WRITTEN INSTRUCTION: Please count how many lines in the rows below contain the string "tail". Reply with the number only.

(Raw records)
-*-*-

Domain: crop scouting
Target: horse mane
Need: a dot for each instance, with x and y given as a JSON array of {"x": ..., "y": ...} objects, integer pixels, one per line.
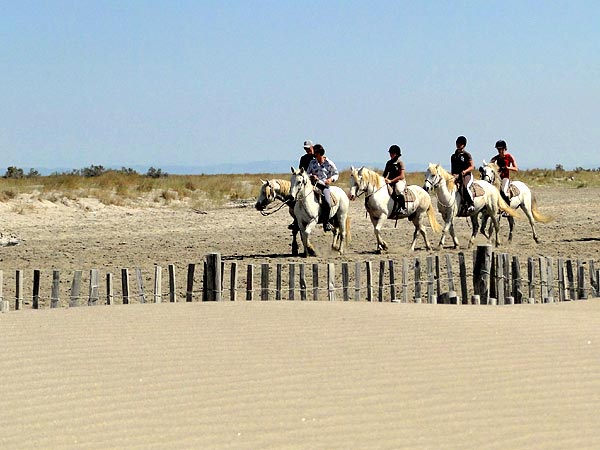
[
  {"x": 284, "y": 185},
  {"x": 371, "y": 177},
  {"x": 439, "y": 170}
]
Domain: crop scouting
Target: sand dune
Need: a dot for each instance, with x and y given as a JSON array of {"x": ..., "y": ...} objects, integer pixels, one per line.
[{"x": 302, "y": 375}]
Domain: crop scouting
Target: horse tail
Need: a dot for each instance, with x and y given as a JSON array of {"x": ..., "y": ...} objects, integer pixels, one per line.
[
  {"x": 348, "y": 235},
  {"x": 537, "y": 215},
  {"x": 504, "y": 207},
  {"x": 435, "y": 225}
]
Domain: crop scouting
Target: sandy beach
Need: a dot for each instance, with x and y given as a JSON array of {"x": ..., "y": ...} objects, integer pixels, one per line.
[{"x": 287, "y": 374}]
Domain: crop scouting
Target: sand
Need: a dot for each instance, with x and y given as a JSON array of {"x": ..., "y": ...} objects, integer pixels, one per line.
[{"x": 288, "y": 374}]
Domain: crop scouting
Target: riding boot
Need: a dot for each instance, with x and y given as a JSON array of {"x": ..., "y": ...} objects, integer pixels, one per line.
[{"x": 325, "y": 210}]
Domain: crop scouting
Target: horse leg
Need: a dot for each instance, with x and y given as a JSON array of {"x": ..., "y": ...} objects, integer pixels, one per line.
[
  {"x": 295, "y": 242},
  {"x": 377, "y": 226},
  {"x": 475, "y": 228}
]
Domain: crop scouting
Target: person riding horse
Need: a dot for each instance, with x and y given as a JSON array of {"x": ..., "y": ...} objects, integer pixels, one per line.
[
  {"x": 322, "y": 172},
  {"x": 506, "y": 162},
  {"x": 461, "y": 167},
  {"x": 394, "y": 177}
]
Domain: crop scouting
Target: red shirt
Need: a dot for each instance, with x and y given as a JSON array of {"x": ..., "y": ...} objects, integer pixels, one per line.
[{"x": 504, "y": 163}]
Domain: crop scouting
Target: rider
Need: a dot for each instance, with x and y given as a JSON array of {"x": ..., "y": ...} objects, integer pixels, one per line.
[
  {"x": 506, "y": 162},
  {"x": 394, "y": 177},
  {"x": 303, "y": 164},
  {"x": 322, "y": 172},
  {"x": 461, "y": 167}
]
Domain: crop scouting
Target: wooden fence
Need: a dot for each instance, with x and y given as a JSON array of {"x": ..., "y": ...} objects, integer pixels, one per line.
[{"x": 495, "y": 279}]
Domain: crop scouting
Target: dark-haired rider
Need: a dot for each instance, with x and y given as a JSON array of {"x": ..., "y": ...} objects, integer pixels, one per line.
[
  {"x": 506, "y": 163},
  {"x": 461, "y": 167},
  {"x": 394, "y": 177}
]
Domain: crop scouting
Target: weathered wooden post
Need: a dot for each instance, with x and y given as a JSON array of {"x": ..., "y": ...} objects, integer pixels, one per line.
[
  {"x": 18, "y": 289},
  {"x": 417, "y": 269},
  {"x": 462, "y": 270},
  {"x": 381, "y": 283},
  {"x": 369, "y": 269},
  {"x": 110, "y": 294},
  {"x": 345, "y": 281},
  {"x": 531, "y": 278},
  {"x": 264, "y": 281},
  {"x": 172, "y": 284},
  {"x": 55, "y": 295},
  {"x": 94, "y": 293},
  {"x": 302, "y": 275},
  {"x": 517, "y": 288},
  {"x": 481, "y": 272},
  {"x": 357, "y": 281},
  {"x": 278, "y": 281},
  {"x": 330, "y": 282},
  {"x": 250, "y": 282},
  {"x": 140, "y": 282},
  {"x": 291, "y": 281},
  {"x": 36, "y": 289},
  {"x": 392, "y": 281},
  {"x": 157, "y": 284},
  {"x": 4, "y": 305},
  {"x": 315, "y": 281}
]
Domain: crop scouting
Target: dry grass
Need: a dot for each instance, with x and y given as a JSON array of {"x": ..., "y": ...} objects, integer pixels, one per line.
[{"x": 213, "y": 191}]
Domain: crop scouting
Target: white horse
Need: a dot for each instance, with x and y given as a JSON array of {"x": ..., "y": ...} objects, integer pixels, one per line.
[
  {"x": 277, "y": 189},
  {"x": 520, "y": 197},
  {"x": 379, "y": 205},
  {"x": 449, "y": 198},
  {"x": 307, "y": 211}
]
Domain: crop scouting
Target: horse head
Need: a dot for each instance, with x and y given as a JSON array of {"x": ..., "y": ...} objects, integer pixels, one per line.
[
  {"x": 355, "y": 182},
  {"x": 265, "y": 196}
]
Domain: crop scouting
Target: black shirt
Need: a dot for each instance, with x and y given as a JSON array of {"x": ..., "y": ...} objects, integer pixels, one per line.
[{"x": 460, "y": 161}]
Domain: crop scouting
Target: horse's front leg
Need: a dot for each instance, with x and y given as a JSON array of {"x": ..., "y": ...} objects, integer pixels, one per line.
[
  {"x": 377, "y": 226},
  {"x": 474, "y": 229}
]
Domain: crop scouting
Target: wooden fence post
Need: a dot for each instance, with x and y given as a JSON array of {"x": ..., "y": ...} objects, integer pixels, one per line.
[
  {"x": 292, "y": 281},
  {"x": 369, "y": 269},
  {"x": 315, "y": 281},
  {"x": 18, "y": 290},
  {"x": 157, "y": 284},
  {"x": 302, "y": 276},
  {"x": 94, "y": 293},
  {"x": 357, "y": 276},
  {"x": 4, "y": 305},
  {"x": 125, "y": 285},
  {"x": 36, "y": 289},
  {"x": 481, "y": 272},
  {"x": 278, "y": 281},
  {"x": 392, "y": 281},
  {"x": 75, "y": 288},
  {"x": 264, "y": 281},
  {"x": 345, "y": 281},
  {"x": 417, "y": 280},
  {"x": 331, "y": 282},
  {"x": 140, "y": 283},
  {"x": 189, "y": 294},
  {"x": 250, "y": 282},
  {"x": 213, "y": 277},
  {"x": 172, "y": 287},
  {"x": 517, "y": 289},
  {"x": 381, "y": 283},
  {"x": 109, "y": 289},
  {"x": 55, "y": 295}
]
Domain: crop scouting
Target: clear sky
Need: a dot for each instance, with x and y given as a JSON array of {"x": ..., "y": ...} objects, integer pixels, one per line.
[{"x": 123, "y": 83}]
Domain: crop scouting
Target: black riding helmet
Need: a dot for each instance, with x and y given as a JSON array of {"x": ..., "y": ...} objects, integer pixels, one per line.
[{"x": 394, "y": 149}]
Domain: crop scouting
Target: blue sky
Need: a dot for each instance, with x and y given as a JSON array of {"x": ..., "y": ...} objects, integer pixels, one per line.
[{"x": 158, "y": 83}]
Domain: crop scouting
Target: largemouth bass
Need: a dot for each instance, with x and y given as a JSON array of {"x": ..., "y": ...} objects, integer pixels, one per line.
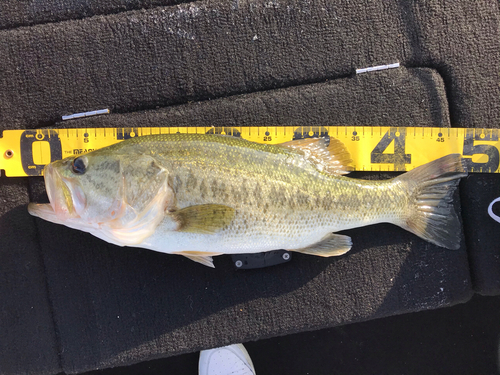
[{"x": 205, "y": 195}]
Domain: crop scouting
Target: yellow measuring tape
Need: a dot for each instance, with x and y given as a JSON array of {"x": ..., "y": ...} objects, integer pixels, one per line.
[{"x": 26, "y": 152}]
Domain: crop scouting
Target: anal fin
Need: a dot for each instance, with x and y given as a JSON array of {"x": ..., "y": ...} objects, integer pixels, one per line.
[
  {"x": 199, "y": 257},
  {"x": 331, "y": 245}
]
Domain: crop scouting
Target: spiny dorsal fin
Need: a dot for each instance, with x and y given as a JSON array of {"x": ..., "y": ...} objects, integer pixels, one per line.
[
  {"x": 331, "y": 245},
  {"x": 203, "y": 218},
  {"x": 331, "y": 158}
]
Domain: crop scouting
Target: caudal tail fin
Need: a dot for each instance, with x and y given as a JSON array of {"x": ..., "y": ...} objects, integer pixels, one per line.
[{"x": 431, "y": 214}]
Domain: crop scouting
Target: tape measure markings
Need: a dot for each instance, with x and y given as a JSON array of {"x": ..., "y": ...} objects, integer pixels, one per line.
[{"x": 25, "y": 152}]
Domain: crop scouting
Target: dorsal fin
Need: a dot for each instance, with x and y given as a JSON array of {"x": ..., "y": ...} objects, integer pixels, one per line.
[{"x": 330, "y": 157}]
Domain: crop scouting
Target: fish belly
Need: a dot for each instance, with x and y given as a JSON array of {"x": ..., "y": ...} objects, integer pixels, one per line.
[{"x": 289, "y": 213}]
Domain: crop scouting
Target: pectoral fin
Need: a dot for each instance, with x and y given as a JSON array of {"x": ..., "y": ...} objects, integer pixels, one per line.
[
  {"x": 199, "y": 257},
  {"x": 331, "y": 245},
  {"x": 203, "y": 218}
]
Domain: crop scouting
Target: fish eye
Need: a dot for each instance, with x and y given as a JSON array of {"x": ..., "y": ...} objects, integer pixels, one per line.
[{"x": 79, "y": 165}]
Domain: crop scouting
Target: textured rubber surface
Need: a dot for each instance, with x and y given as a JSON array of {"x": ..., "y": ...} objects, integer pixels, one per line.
[{"x": 231, "y": 64}]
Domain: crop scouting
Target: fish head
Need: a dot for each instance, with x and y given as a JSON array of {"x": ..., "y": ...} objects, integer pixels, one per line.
[
  {"x": 87, "y": 187},
  {"x": 120, "y": 197}
]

-*-*-

THE REPLY: 2